#### Exercise data:

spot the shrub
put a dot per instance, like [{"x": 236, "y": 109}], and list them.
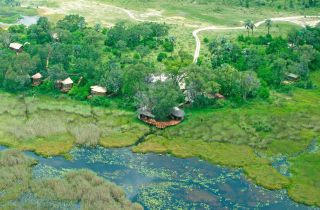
[
  {"x": 263, "y": 92},
  {"x": 79, "y": 93},
  {"x": 100, "y": 101},
  {"x": 161, "y": 56}
]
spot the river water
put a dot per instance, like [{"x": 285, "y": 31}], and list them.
[{"x": 166, "y": 182}]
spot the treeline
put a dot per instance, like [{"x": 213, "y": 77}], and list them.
[
  {"x": 280, "y": 4},
  {"x": 139, "y": 66},
  {"x": 272, "y": 59}
]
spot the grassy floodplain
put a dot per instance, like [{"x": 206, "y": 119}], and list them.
[
  {"x": 69, "y": 190},
  {"x": 250, "y": 137},
  {"x": 53, "y": 126},
  {"x": 13, "y": 14},
  {"x": 253, "y": 136}
]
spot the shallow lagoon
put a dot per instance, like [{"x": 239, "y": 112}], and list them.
[{"x": 166, "y": 182}]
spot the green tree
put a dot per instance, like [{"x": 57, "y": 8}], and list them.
[
  {"x": 160, "y": 97},
  {"x": 268, "y": 23}
]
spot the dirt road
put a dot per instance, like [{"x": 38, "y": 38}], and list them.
[{"x": 299, "y": 20}]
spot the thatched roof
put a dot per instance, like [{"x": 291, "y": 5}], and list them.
[
  {"x": 158, "y": 78},
  {"x": 176, "y": 112},
  {"x": 146, "y": 112},
  {"x": 67, "y": 81},
  {"x": 37, "y": 76},
  {"x": 293, "y": 76},
  {"x": 15, "y": 46},
  {"x": 98, "y": 89}
]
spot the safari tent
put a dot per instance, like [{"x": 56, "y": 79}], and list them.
[
  {"x": 98, "y": 91},
  {"x": 36, "y": 79},
  {"x": 16, "y": 47}
]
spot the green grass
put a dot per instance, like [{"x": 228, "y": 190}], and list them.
[
  {"x": 284, "y": 126},
  {"x": 73, "y": 187},
  {"x": 13, "y": 14},
  {"x": 218, "y": 12},
  {"x": 52, "y": 127}
]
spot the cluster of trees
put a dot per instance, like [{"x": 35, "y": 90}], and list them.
[
  {"x": 125, "y": 58},
  {"x": 271, "y": 58}
]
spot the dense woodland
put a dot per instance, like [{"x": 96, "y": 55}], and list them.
[{"x": 125, "y": 58}]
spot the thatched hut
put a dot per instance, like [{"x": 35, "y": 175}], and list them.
[
  {"x": 16, "y": 47},
  {"x": 64, "y": 85},
  {"x": 145, "y": 114},
  {"x": 292, "y": 77},
  {"x": 219, "y": 96},
  {"x": 36, "y": 79},
  {"x": 98, "y": 91},
  {"x": 177, "y": 114}
]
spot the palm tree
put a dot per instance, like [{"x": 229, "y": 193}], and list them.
[
  {"x": 268, "y": 23},
  {"x": 252, "y": 26},
  {"x": 247, "y": 25}
]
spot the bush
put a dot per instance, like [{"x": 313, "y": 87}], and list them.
[
  {"x": 263, "y": 92},
  {"x": 79, "y": 93},
  {"x": 161, "y": 56},
  {"x": 45, "y": 87},
  {"x": 100, "y": 101}
]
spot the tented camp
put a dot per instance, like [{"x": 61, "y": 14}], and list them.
[
  {"x": 64, "y": 85},
  {"x": 177, "y": 114},
  {"x": 36, "y": 79},
  {"x": 98, "y": 91},
  {"x": 292, "y": 77},
  {"x": 219, "y": 96},
  {"x": 16, "y": 47},
  {"x": 144, "y": 113}
]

#### The problem:
Please repeat all of the material above, swapping every "spot" for "locate" and keeping everything else unchanged. Leave the pictures out.

#### Written response:
locate the shrub
put a dot per instance, like [{"x": 236, "y": 109}], and list them.
[
  {"x": 263, "y": 92},
  {"x": 79, "y": 93},
  {"x": 100, "y": 101},
  {"x": 161, "y": 56}
]
locate the river water
put a dot per instance, like [{"x": 285, "y": 31}], and list them.
[{"x": 166, "y": 182}]
locate the treeline
put a dot per instance, like [{"x": 213, "y": 77}], and list them.
[
  {"x": 280, "y": 4},
  {"x": 139, "y": 66},
  {"x": 272, "y": 59}
]
locate the grassy floodplain
put a dot per instance, like [{"x": 206, "y": 119}], and list them.
[
  {"x": 69, "y": 190},
  {"x": 250, "y": 137},
  {"x": 53, "y": 126},
  {"x": 13, "y": 14},
  {"x": 253, "y": 136}
]
locate the shallow lagoon
put a dot per instance, like [{"x": 239, "y": 112}], and list them.
[{"x": 166, "y": 182}]
locate the green tree
put a dot per instance, like [{"x": 57, "y": 8}], and list them.
[
  {"x": 160, "y": 97},
  {"x": 268, "y": 23}
]
locate the dirt road
put a dot per instance, like [{"x": 38, "y": 38}], and list them.
[{"x": 299, "y": 20}]
locate the thatched roof
put a dot per instance, like [{"x": 291, "y": 5}], and list them.
[
  {"x": 158, "y": 78},
  {"x": 176, "y": 112},
  {"x": 146, "y": 112},
  {"x": 67, "y": 81},
  {"x": 37, "y": 76},
  {"x": 293, "y": 76},
  {"x": 15, "y": 46},
  {"x": 98, "y": 89}
]
locate the safari tent
put a dot per instance, like [{"x": 56, "y": 79}], and list them.
[
  {"x": 98, "y": 91},
  {"x": 36, "y": 79},
  {"x": 16, "y": 47}
]
locate the green grass
put a dot per instance, like [{"x": 228, "y": 190}], and list them.
[
  {"x": 284, "y": 126},
  {"x": 73, "y": 187},
  {"x": 13, "y": 14},
  {"x": 218, "y": 12},
  {"x": 52, "y": 127}
]
locate the cluster of trees
put a dot per instance, like [{"x": 35, "y": 90}], and list them.
[
  {"x": 125, "y": 58},
  {"x": 271, "y": 58}
]
locate the dense woodland
put a dot per instance, like [{"x": 96, "y": 55}], and list them.
[{"x": 125, "y": 58}]
locate the thatched hut
put a dot per instance, like [{"x": 35, "y": 175}], and list them.
[
  {"x": 16, "y": 47},
  {"x": 64, "y": 85},
  {"x": 145, "y": 114},
  {"x": 292, "y": 77},
  {"x": 219, "y": 96},
  {"x": 36, "y": 79},
  {"x": 98, "y": 91},
  {"x": 177, "y": 114}
]
locate the palm tree
put a dot per instance, like [{"x": 229, "y": 193}], and list them.
[
  {"x": 268, "y": 23},
  {"x": 252, "y": 26},
  {"x": 247, "y": 25}
]
locate the bush
put a dot per instance, like [{"x": 313, "y": 87}], and list them.
[
  {"x": 263, "y": 92},
  {"x": 79, "y": 93},
  {"x": 161, "y": 56},
  {"x": 45, "y": 87},
  {"x": 100, "y": 101}
]
locate the tented camp
put a dot per instance, like [{"x": 61, "y": 14}], and list them.
[
  {"x": 64, "y": 85},
  {"x": 177, "y": 114},
  {"x": 36, "y": 79},
  {"x": 98, "y": 91},
  {"x": 292, "y": 77},
  {"x": 219, "y": 96},
  {"x": 16, "y": 47},
  {"x": 144, "y": 113}
]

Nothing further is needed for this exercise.